▸ **Directive**
Quote the whole listing exactly. Leave the pictures out of your copy.

[Named object pointing entries]

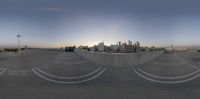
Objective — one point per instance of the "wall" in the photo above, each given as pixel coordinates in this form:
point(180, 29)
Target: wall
point(117, 59)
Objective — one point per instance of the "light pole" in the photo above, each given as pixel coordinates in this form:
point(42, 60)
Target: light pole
point(18, 36)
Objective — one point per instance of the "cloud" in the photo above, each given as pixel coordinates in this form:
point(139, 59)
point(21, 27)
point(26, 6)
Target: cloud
point(54, 9)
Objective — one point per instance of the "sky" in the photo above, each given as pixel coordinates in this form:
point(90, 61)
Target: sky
point(59, 23)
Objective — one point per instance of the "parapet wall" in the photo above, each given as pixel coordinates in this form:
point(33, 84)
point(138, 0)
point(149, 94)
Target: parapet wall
point(117, 59)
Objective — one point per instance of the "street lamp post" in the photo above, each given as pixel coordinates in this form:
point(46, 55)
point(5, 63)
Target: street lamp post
point(18, 36)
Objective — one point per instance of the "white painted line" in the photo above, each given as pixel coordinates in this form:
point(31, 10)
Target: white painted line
point(165, 82)
point(72, 82)
point(178, 77)
point(187, 62)
point(168, 64)
point(75, 77)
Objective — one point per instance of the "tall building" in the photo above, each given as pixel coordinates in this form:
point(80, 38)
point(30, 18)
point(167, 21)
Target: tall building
point(101, 47)
point(129, 42)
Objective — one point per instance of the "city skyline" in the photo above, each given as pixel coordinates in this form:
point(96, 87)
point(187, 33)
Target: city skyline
point(44, 23)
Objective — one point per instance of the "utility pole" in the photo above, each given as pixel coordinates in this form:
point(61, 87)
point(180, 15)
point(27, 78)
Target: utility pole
point(18, 36)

▸ **Result below**
Objective — one point per instance of the "wall" in the photo above, each given as pixel coordinates in this form:
point(180, 29)
Target: wall
point(117, 59)
Objective — one point per instance of the "light pole" in the photo above, each given as pixel coordinates in this form:
point(42, 60)
Target: light pole
point(18, 36)
Objective — one point per instance of the "cloud" in the photo above, each given as pixel coordinates in this form:
point(139, 59)
point(21, 27)
point(26, 6)
Target: cloud
point(54, 9)
Objective — one point per instance of the "sky" in the photo above, each given as pixel coordinates in this form:
point(90, 61)
Target: sky
point(59, 23)
Objective — one point per instance of the "parapet wall" in the photo above, each given as pixel coordinates in this form:
point(33, 84)
point(138, 0)
point(149, 94)
Target: parapet wall
point(117, 59)
Objective — one point per instance of the "street lamp post" in the photo above, each given as pixel coordinates in this form:
point(46, 55)
point(5, 63)
Target: street lamp post
point(18, 36)
Objective — one point per instance of the "white painted line" in the photo above, each given as pixel coordinates in this form:
point(31, 10)
Target: white painted line
point(165, 82)
point(72, 82)
point(178, 77)
point(187, 62)
point(168, 64)
point(75, 77)
Objective — one point per instance of the "tall building" in the photo above, each given as pixel coordinates in this form:
point(80, 38)
point(30, 18)
point(167, 21)
Target: tall building
point(101, 47)
point(129, 42)
Objective — one point per instance of the "city skyline" in the photo above, each given as pixel coordinates in this form:
point(96, 87)
point(187, 33)
Target: city skyline
point(44, 23)
Objective — one point per instance of the "utility pole" in the photo above, each given as pixel coordinates in this form:
point(61, 87)
point(180, 15)
point(27, 78)
Target: utility pole
point(18, 36)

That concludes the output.